Task to carry out →
In the entries below, count each line holding the word "pair". Answer with the total alone.

════════

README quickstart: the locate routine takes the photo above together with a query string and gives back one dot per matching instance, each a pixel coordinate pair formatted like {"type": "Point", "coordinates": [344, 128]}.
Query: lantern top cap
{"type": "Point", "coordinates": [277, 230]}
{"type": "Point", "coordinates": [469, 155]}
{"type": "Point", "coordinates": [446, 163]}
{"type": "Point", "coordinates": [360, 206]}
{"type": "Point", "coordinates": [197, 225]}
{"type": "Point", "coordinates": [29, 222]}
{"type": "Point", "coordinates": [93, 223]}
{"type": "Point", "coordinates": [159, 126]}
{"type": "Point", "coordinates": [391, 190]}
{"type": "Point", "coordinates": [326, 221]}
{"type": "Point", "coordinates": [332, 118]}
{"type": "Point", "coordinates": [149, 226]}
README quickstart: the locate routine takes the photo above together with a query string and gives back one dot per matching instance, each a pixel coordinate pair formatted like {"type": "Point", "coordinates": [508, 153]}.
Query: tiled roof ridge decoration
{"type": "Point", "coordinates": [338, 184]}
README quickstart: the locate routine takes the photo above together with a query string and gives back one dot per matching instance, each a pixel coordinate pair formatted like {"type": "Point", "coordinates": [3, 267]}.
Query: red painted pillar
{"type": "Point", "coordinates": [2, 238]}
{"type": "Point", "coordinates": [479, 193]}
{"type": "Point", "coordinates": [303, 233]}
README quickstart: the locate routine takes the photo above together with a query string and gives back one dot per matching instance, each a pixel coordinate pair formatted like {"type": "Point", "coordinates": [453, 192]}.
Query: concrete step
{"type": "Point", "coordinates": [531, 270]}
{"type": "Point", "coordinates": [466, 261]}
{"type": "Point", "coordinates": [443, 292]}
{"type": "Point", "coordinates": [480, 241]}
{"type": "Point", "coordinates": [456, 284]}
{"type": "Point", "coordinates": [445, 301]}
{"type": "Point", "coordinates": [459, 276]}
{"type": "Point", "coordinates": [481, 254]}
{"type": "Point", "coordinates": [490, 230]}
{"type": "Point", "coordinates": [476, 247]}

════════

Answer below →
4